=== Exercise requirements ===
All of the data must be returned word for word.

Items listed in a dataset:
=== Begin Enclosure ===
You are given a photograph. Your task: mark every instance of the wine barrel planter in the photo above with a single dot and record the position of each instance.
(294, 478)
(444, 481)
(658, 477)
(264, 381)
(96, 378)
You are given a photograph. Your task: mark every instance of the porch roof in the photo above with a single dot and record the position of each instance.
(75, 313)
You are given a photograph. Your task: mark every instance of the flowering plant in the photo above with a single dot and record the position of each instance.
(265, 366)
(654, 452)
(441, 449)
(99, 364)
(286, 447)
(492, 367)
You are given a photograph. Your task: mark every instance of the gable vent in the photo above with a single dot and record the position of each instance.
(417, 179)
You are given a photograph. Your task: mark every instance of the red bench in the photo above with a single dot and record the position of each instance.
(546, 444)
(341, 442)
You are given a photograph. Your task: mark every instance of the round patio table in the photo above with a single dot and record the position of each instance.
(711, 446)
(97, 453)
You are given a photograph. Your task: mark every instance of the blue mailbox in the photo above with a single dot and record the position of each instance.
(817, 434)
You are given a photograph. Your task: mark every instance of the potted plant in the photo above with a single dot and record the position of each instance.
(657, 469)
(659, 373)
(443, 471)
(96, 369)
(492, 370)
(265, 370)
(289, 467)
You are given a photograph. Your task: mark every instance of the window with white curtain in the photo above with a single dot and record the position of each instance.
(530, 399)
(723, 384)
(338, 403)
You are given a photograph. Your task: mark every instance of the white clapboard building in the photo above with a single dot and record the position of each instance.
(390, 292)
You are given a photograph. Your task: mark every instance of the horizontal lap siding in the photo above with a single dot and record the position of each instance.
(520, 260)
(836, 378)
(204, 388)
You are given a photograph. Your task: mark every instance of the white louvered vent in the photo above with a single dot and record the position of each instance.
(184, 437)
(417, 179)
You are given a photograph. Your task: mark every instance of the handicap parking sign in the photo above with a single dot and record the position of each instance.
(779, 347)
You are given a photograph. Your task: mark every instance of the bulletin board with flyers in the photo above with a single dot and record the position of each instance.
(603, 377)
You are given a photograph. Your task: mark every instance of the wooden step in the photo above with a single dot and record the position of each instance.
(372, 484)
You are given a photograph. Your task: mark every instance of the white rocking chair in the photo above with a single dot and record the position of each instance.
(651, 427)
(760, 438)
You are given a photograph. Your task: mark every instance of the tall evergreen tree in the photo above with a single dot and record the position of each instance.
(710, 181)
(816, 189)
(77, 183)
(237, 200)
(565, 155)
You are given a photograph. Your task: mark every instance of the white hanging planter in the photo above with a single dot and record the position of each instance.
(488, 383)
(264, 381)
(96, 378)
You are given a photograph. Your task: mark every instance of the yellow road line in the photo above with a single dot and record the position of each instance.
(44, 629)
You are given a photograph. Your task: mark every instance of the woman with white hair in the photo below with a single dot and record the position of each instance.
=== End Enclosure ===
=== Reply to the exercise ===
You are given a photograph. Your task: mark every instance of the wine barrel planter in the photo above with a single dot and record the position of each instance.
(294, 478)
(444, 481)
(658, 477)
(264, 381)
(96, 378)
You are given a photograph. Your task: mark every instance of the porch roof in the photo above with a single dot and record the position of each instance.
(75, 313)
You are given a photograph. Your task: mark every instance of the flowering plant in the photo above with a single dot and record the position of each instance.
(265, 366)
(654, 452)
(441, 449)
(99, 364)
(286, 447)
(492, 367)
You are given a photograph. Your task: mark every instance of the gable vent in the photo above with a single dot and record the position of each instance.
(417, 179)
You are given a photograph. Your task: mark every instance of the red bench in the photo above with a single dot and record the position of each instance.
(546, 444)
(341, 442)
You are given a photograph. Your task: mark every instance of the round patio table in the photo above with a single dot and record the position of each instance.
(711, 446)
(97, 453)
You are given a photograph. Your task: mark every instance of the blue mailbox in the photo above with a single dot and record the position of each instance.
(817, 434)
You are given a photograph. Your task: mark every instance of the potted plant in the photo above with a single dot and record the position of each instance.
(657, 469)
(659, 373)
(443, 471)
(96, 369)
(492, 370)
(265, 370)
(289, 467)
You are given a photograph. Your task: mark every instance of the window with white curtain in the photo above with a single dot and record the position of each instance.
(530, 399)
(723, 384)
(338, 403)
You are given a photograph. Your task: mark every instance of the white clapboard building in the photo above with a single dot and record the position of each instance.
(390, 292)
You are given a photograph. Your task: mark every instance of the horizontal lap siding in the photo above with a single dot and record the position of each instance.
(520, 260)
(836, 378)
(204, 388)
You are given a photograph. Your task: mark every instance of the white louvered vent in the photo above with a single dot and record the position of each instance.
(184, 437)
(417, 179)
You are given a photograph. Your task: mark every instance of the handicap parking sign in the photo above with a single dot and record the position of each instance.
(779, 347)
You are given a photograph. Your task: mark every instance of the bulletin board with flyers in the photo above with a single dot and record the position of each instance.
(603, 377)
You are given a photograph. Your task: mark every instance of the wooden step in the photo above with a single dot and record the position of each instance.
(372, 484)
You are given a photograph. Your task: mark every instance of the white rocking chair in the photo above with a single dot and record the position of each instance.
(651, 427)
(760, 438)
You are given a photograph. Your task: mark every instance of the tall evergreen tree in the photo above with a single dot and record the position of each instance.
(710, 181)
(816, 189)
(77, 183)
(237, 200)
(565, 155)
You are given a photograph. Your task: mark every instance of the white hanging planter in the photo above with a single dot and record the position of each instance.
(488, 383)
(264, 381)
(96, 378)
You are given a photograph. Your task: mark every instance of the yellow road line in the photo above with a single dot and record the position of each instance.
(44, 629)
You are given a photograph. Your task: mark every instance of the woman with white hair in the photo below with a single dot and record the position of each instance.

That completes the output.